--- start of PROVIDED TEXT ---
Tell us a bit about you, where you live and your family. I am originally from Vancouver, but I have lived in Buffalo, New York for about three and a half years. My husband, Kyle Resnick, and I moved here when I took a position at the University at Buffalo, and our son Ko was born a couple months after we arrived. Since then, I’ve left the University, but we really love the city, so we decided to stay. We bought a house not too long ago.

Kyle Resnick, Yuki Numata Resnick and Ko.

Can you describe your work? I am a violinist, and I mostly play new music and perform as a soloist and chamber musician. There was a brief point where I was playing in an orchestra, but it’s been a little while since I’ve done that. A lot of my life is also teaching, and I teach privately. I also founded an organization called Buffalo String Works, which is an after school program, teaching music lessons to kids from refugee families.

So you’re not playing orchestrally at all right now? Since I finished my fellowship with the New World Symphony, I haven’t really done it. I moved to New York City from Miami, and I probably played two orchestra gigs there. I subbed once on a John Williams concert in Buffalo, but I haven’t really done the orchestra thing in a while.

To me it sounds like a really fulfilling life, exploring new composers and making new work. It’s definitely hard to get bored. Nothing is old, literally. And I’m always doing something new from week to week. I definitely miss orchestral repertoire a lot. Orchestra is why I wanted to pursue music as a career to begin with, but it’s not the sort of thing you can jump in and out of.

Photo: Luke Copping Photography

What was the turning point for you that made you want to focus on new music? I think that was what I always wanted to do. In school, chamber music and new music were really fun and exciting for me. When I did my undergrad at Eastman, we had a really terrific new music conductor who got us excited about it. He made it less weird, and more interesting and fun. It kind of made me feel like I was using this other part of my brain.

In some ways new music can be a little more mathematical, and you often have to approach it in a slightly more scientific way just to work out rhythms and pitch (not to say it’s less musical at all). Playing the violin especially, there’s so much history, and so much baggage associated with it. The repertoire is so old, and everyone knows it. That was really intimidating for me for a long time. I felt like new music was this way that I could get rid of all of that baggage so that I didn’t feel like I had the ghost of anyone hanging over my shoulder.

“I felt like new music was this way that I could get rid of all of that baggage so that I didn’t feel like I had the ghost of anyone hanging over my shoulder.”

Chamber music is such an intimate experience. I definitely had my share of experiences that tested my personality and willingness to get along with other people. But it can also be such a rewarding and beautiful thing, and it is a way to take full ownership over the music that you’re making.

Where were you in your career when you started a family? I had just started a position at the University at Buffalo as Assistant Professor of Violin and Viola in August of 2013. My son Ko was born in November 2013. So, I was brand new at this job and pregnant when I met my new students and colleagues. It was probably a weird impression to make!

Did you know you were pregnant when you accepted the position? I didn’t. I think I accepted in January of 2013, and we found out I was pregnant in March. I was definitely really nervous about telling my soon-to-be employers and colleagues that this huge change was going to come. I think I told them in June.
--- end of PROVIDED TEXT ---
__WHAT THE TASK ASKS__.
Rewrite the passage of the violinist interview starting at "What was the" and ending at "of my brain.", putting "teacher" in place of "conductor".
--- start of MATERIAL PROVIDED ---
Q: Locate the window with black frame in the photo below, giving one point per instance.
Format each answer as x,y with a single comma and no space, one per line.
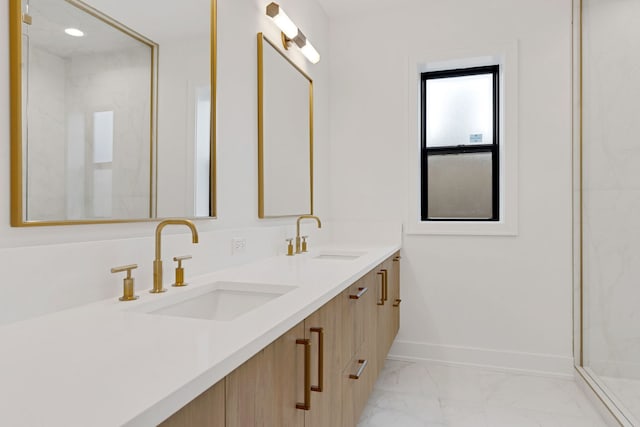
--- end of MATERIAL PROVIDED ---
__FULL RESPONSE__.
What was the turning point for you that made you want to focus on new music? I think that was what I always wanted to do. In school, chamber music and new music were really fun and exciting for me. When I did my undergrad at Eastman, we had a really terrific new music teacher who got us excited about it. He made it less weird, and more interesting and fun. It kind of made me feel like I was using this other part of my brain.